---- TEXTO DE ORIGEN

DAVID CERDÁ,
¿Cómo estar en contra de la tolerancia? Su bondad es axiomática: «Respeto a las ideas, creencias o prácticas de los demás cuando son diferentes o contrarias a las propias». Negarse a eso sería, qué sé yo, querer manchar de alquitrán el arcoíris o contaminar por gusto un depósito comunal de agua: renunciar a un básico de humanidad para la convivencia.
Pero es que ahora hay poco de eso, y mucho de algo que por encontrarle un nombre podemos llamar «tolerancia de mierda». Consiste en que nadie se meta en nada, junto al universal derecho a sentirse ofendido y exigir silencio a quien nos interpela. Esta tolerancia de mierda te la exige el indocumentado que en X/Twitter insulta a diestro y siniestro tras el burladero del anonimato; te la exige quien no tiene argumentos, sino ideología, para que le dejes seguir pontificando; y te la exige todo aquel que tiene miedo de ser confrontado. Es una especie de derecho demente no ya a que cada cual tenga sus propias ideas —faltaría más—, sino a que estas sean irrebatibles.

--------

▶ _ACCIONES REQUERIDAS_
a. Transcriba del texto sobre la tolerancia el fragmento que va desde «Pero es que» hasta «estas sean irrebatibles.».
b. Reescriba de forma más breve el párrafo del texto sobre la tolerancia que comienza con «Pero es que ahora hay poco de eso», conservando sus datos principales.

---- EXTRACTOS DE REGISTROS

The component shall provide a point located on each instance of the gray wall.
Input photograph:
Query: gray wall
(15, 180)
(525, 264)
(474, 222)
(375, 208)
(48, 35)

--------

▶ _RESULTADOS_
a.
Pero es que ahora hay poco de eso, y mucho de algo que por encontrarle un nombre podemos llamar «tolerancia de mierda». Consiste en que nadie se meta en nada, junto al universal derecho a sentirse ofendido y exigir silencio a quien nos interpela. Esta tolerancia de mierda te la exige el indocumentado que en X/Twitter insulta a diestro y siniestro tras el burladero del anonimato; te la exige quien no tiene argumentos, sino ideología, para que le dejes seguir pontificando; y te la exige todo aquel que tiene miedo de ser confrontado. Es una especie de derecho demente no ya a que cada cual tenga sus propias ideas —faltaría más—, sino a que estas sean irrebatibles.

b. Hoy escasea la tolerancia auténtica y abunda una «tolerancia de mierda». Consiste en que nadie se meta en nada y se sume a ello el derecho universal a sentirse ofendido y a exigir silencio a quien interpela. La exigen tres tipos de personas: el indocumentado que insulta desde el anonimato en X/Twitter, quien tiene ideología en lugar de argumentos y quiere seguir pontificando, y todo el que teme ser confrontado. Es un derecho demente no ya a tener ideas propias, sino a que estas sean irrebatibles.